◆ Problem to work on ◆
In the text below on mask wearing, quote word for word the part starting with "Image - Sky" and going on through "in Covid-19 rates.".

◆ Excerpt provided ◆
----

In the 'Covid wars' between risk-minimisers and risk-maximisers on how to deal with the pandemic, mask wearing is often the front line. That’s because, unlike vaccination, face coverings can be a visible indicator of how individuals react to the guidance on how to combat the virus.

Image - Sky News

Now, with the Government set to make masks mandatory in England from 4am tomorrow (Tuesday November 30) in shops, public transport, hairdressers, banks, post offices and school corridors, the debate over pros and cons is reigniting once more.

On the one hand, a recent BMJ study found mask-wearing was linked to a 53 per cent cut in Covid-19 incidence. On the other, ministers like Grant Shapps argue that Scotland has had face-mask wearing in force but “not seen dramatic differences” in Covid-19 rates.

And while the new Omicron variant has prompted precautionary new measures, health minister Edward Argar insisted today that the guiding principle was “proportionality”. He suggested compulsory masks weren’t needed in pubs or classrooms, where individuals were often “not moving around” or knew each other.

----

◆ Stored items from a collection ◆
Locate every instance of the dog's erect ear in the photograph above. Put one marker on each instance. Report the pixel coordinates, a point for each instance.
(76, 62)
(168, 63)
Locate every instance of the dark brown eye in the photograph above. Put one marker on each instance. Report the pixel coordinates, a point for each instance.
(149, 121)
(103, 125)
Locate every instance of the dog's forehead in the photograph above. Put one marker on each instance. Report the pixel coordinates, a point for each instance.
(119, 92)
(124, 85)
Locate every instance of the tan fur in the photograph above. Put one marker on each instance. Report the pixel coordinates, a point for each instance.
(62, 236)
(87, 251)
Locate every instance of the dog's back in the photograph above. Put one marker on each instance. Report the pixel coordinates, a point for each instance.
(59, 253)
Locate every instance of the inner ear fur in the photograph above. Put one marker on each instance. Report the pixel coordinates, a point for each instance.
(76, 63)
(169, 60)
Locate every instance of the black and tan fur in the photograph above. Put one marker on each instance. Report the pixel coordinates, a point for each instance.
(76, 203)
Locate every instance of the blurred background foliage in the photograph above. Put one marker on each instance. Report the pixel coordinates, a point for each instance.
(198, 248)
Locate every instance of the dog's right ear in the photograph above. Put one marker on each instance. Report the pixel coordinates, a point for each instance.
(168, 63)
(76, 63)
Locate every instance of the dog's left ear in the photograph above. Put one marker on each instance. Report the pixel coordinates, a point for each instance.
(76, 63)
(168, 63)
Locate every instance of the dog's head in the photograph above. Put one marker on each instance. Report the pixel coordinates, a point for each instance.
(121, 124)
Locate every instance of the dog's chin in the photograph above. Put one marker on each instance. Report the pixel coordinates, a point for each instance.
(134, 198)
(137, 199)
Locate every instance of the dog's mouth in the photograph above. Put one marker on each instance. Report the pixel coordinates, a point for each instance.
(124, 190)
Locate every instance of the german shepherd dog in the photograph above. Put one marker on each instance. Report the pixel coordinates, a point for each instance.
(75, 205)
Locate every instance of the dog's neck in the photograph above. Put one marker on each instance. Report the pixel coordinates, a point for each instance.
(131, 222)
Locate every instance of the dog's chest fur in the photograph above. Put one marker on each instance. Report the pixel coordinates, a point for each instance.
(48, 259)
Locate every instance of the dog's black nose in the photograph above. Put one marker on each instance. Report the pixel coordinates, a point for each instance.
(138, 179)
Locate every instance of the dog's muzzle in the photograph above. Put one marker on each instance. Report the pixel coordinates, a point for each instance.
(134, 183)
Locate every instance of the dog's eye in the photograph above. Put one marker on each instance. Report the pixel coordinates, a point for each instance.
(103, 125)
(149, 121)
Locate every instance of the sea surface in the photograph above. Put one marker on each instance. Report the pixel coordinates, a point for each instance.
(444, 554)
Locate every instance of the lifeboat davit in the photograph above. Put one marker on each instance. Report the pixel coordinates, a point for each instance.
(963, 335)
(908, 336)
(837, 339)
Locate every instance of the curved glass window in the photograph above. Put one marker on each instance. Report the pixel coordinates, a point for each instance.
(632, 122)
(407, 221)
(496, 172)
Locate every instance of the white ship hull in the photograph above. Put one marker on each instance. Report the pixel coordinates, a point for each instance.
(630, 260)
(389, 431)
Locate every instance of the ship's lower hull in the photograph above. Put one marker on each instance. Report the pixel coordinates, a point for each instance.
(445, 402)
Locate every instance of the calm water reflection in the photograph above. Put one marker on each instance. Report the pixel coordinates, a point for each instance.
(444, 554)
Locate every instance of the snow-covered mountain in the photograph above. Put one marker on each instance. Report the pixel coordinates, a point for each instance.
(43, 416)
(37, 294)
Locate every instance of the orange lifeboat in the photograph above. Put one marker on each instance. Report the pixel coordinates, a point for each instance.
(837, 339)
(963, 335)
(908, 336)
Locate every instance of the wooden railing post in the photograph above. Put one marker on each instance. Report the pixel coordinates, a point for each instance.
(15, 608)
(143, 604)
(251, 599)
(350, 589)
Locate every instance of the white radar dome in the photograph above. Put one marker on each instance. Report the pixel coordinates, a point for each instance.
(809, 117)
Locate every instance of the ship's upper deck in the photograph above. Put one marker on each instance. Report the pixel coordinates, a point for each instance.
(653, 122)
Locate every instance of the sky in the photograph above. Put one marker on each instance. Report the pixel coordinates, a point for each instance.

----

◆ Solution for this task ◆
Image - Sky News

Now, with the Government set to make masks mandatory in England from 4am tomorrow (Tuesday November 30) in shops, public transport, hairdressers, banks, post offices and school corridors, the debate over pros and cons is reigniting once more.

On the one hand, a recent BMJ study found mask-wearing was linked to a 53 per cent cut in Covid-19 incidence. On the other, ministers like Grant Shapps argue that Scotland has had face-mask wearing in force but “not seen dramatic differences” in Covid-19 rates.